**EXTRACT**
More and more books are beginning to appear on the subject of dreaming, and yet it raises so many issues—psychological, philosophical, cultural—that as yet they are only the visible part of an iceberg. Alvarez, critic and writer and New Yorker contributor, has chosen to surround the central section on dreaming in Night with bits of autobiography, bits of reportage, bits of historical generalization on night in all its aspects. The English way of leaving open the boundaries between academia and journalism is, I think, very civilized, but it does mean in this case that a great deal is spread out very thin. There is a touch of the Reader’s Digest about being told that for cave dwellers fire meant light and comfort, or that research into brain physiology has not yet solved the mystery of mind.

It is worth being reminded, though, by Alvarez’s opening research roundup how astonishingly little light was available after sundown until very recently. In Victorian novels there are poignant scenes, crucial discussions, that take place by firelight. By firelight? Try it; to our eyes it is practically impenetrable. Or a writer of the period will say that the moon was behind cloud and there was only starlight to see by—starlight long lost to anyone in New York or London now. Alvarez quotes appositely from Boswell’s journal: Boswell by mistake snuffs out his candle at 2 AM, looks for the tinderbox but cannot find it in the dark, waits for the watchman who calls at 3 AM, gets his candle re-lighted by him, and writes on happily till morning.

The book skims literature and travel, from the Globe Theatre to Nevada: the centrality of light and dark in Shakespearean imagery (which might be more stressed in production), the nightly transformation of shoddy daytime Las Vegas into a city of light. He interposes a little autobiography—that he was once afraid of the dark is, he says, the rationale for the book—but is generally best in the vicinity of literature. The unsurpassable ghost stories of M.R. James, respectable Provost of Eton College! (“…a most horrible smell of mould…a cold kind of face pressed against my own…several—I don’t know how many—legs or arms or tentacles or something clinging to my body…”). It is being a “kind of” face that really troubles, that there are legs, or perhaps arms, or perhaps tentacles… Night creatures in horror films are too specific to compete. The nightmares of children that Alvarez quotes from clinical literature have the same horrid vagueness: that your pillow might eat you while you sleep, for instance.

**STUDY MATERIAL**
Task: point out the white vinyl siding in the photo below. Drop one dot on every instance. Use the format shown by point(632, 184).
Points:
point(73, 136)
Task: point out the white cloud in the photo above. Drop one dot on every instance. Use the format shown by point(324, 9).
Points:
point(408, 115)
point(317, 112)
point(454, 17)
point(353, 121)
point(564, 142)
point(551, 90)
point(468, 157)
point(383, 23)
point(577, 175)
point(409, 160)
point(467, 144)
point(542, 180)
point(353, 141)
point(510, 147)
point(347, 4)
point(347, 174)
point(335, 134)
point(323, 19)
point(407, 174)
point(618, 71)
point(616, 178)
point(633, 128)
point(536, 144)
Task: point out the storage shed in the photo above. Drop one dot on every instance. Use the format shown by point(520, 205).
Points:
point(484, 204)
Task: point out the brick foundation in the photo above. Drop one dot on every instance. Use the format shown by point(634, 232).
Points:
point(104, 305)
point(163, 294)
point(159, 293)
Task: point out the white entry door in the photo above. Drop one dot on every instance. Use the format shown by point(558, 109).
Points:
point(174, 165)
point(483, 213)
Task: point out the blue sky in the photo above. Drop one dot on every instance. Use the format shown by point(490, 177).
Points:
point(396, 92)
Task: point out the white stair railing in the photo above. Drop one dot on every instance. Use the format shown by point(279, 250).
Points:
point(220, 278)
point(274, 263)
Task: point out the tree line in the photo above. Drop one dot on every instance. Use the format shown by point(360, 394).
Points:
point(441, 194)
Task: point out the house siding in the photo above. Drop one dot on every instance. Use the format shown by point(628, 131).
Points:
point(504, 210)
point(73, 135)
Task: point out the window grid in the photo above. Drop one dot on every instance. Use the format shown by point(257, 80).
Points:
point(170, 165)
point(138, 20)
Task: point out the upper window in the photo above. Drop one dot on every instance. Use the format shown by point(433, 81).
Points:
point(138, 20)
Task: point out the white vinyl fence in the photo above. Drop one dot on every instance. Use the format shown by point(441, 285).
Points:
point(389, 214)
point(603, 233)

**WORK TASK A**
Copy the passage of the review from "More and more" to "mystery of mind.".
**WORK TASK B**
Name the kinds of issues that the review's opening sentence says dreaming raises.
The entries were taken from a separate source.

**RESPONSE A**
More and more books are beginning to appear on the subject of dreaming, and yet it raises so many issues—psychological, philosophical, cultural—that as yet they are only the visible part of an iceberg. Alvarez, critic and writer and New Yorker contributor, has chosen to surround the central section on dreaming in Night with bits of autobiography, bits of reportage, bits of historical generalization on night in all its aspects. The English way of leaving open the boundaries between academia and journalism is, I think, very civilized, but it does mean in this case that a great deal is spread out very thin. There is a touch of the Reader’s Digest about being told that for cave dwellers fire meant light and comfort, or that research into brain physiology has not yet solved the mystery of mind.

**RESPONSE B**
Psychological, philosophical, cultural.